— INSTRUCTIONS FOR THE TASK —
Each record that comes next should be output exactly; pictures do not belong in the copy.

Stored items
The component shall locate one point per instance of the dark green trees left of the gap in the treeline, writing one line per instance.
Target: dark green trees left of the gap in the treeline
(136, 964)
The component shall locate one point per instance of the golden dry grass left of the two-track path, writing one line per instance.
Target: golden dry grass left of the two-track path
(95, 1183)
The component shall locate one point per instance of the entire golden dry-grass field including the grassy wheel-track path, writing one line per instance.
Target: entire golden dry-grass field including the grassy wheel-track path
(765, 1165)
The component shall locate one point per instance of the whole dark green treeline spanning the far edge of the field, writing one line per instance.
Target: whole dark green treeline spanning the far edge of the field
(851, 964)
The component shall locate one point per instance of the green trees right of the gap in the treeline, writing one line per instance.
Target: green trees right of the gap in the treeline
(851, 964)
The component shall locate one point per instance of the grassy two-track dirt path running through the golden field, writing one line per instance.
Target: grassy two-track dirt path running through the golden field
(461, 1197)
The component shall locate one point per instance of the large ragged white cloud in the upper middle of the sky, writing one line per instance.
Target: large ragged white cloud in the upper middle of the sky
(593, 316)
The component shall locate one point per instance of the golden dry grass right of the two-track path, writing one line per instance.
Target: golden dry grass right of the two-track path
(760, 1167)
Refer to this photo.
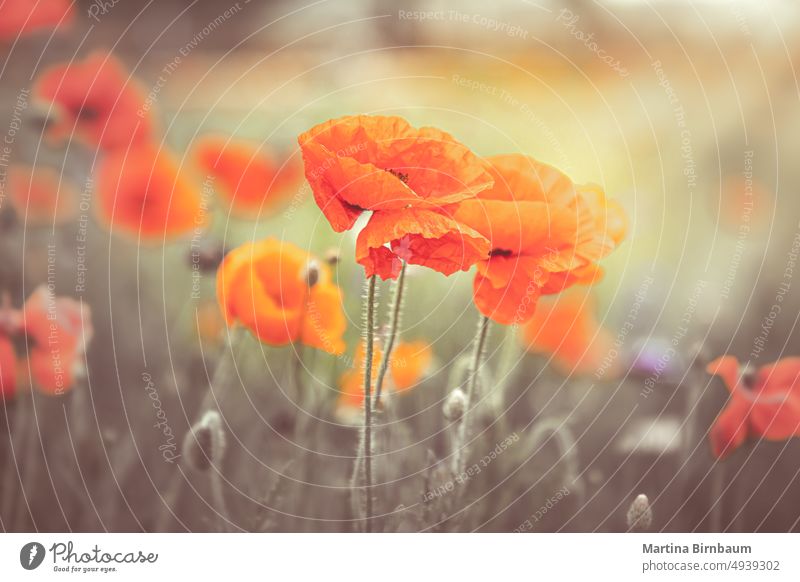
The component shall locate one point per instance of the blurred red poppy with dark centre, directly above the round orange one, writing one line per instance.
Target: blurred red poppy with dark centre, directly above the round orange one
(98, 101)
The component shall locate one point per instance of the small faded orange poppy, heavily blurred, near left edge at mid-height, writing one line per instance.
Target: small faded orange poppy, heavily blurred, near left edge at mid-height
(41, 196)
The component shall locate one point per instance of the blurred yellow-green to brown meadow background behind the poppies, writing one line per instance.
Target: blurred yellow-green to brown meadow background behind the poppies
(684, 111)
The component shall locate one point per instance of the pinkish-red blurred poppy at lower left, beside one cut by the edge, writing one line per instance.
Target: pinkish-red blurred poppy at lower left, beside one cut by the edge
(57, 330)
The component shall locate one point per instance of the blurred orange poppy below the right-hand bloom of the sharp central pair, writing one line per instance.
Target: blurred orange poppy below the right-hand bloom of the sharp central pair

— ANSWER SPACE —
The component shall locate one point per instance of the dark green trees left of the gap in the treeline, writing one line per instance.
Target: dark green trees left of the gap in the treeline
(136, 964)
The component shall locate one point per instance of the golden dry grass left of the two-track path, writing one line per instance.
Target: golden dry grass left of the two-track path
(95, 1183)
The component shall locate one point per instance of the entire golden dry-grass field including the grassy wheel-track path, writing one line per instance.
Target: entire golden dry-grass field including the grassy wheel-track path
(765, 1165)
The component shall locate one point per instance of the whole dark green treeline spanning the far edge of the field, writing one line per instance.
Target: whole dark green treeline spanning the far edge of the field
(851, 964)
The component shall locate one point per instance of the green trees right of the gap in the treeline, writing one line per instance.
Target: green trees right of the gap in the treeline
(851, 964)
The component shall locate one point per instance of the grassy two-track dirt path running through the golden field, writing one line per instance.
Target: grassy two-track dirt path running through the golden field
(461, 1197)
The component shall locate one point per instance of the large ragged white cloud in the upper middle of the sky, writing one line per instance.
Target: large ragged white cloud in the upper middle of the sky
(593, 316)
The component shall locate one point per instance of the golden dry grass right of the two-track path, writing one line per instance.
Target: golden dry grass right of the two-track path
(760, 1167)
Refer to this photo.
The component shall locate one point per instance of the blurred red poppy with dark centre, directly above the round orange one, writing one line per instance.
Target: blurred red poppy with dark centre, directly above the round orange one
(98, 101)
The component shall locate one point per instance of the small faded orange poppy, heavily blurred, near left edge at mid-height, writing one line per instance.
Target: small faded orange poppy, heavily blurred, near left edge at mid-height
(41, 196)
The component shall locate one point per instance of the blurred yellow-green to brown meadow background behind the poppies, writing one line per instance.
Target: blurred yellow-green to brown meadow background behind the poppies
(684, 111)
The component shall locate one point per instance of the pinkish-red blurred poppy at lower left, beside one cut by the edge, writing one line per instance.
Target: pinkish-red blurred poppy at lower left, beside one cut by the edge
(57, 330)
The component shall locate one point per instance of the blurred orange poppy below the right-hand bloom of the sharp central pair, writing one line per instance.
Target: blurred orange poppy below the right-hand bloom of the sharp central pair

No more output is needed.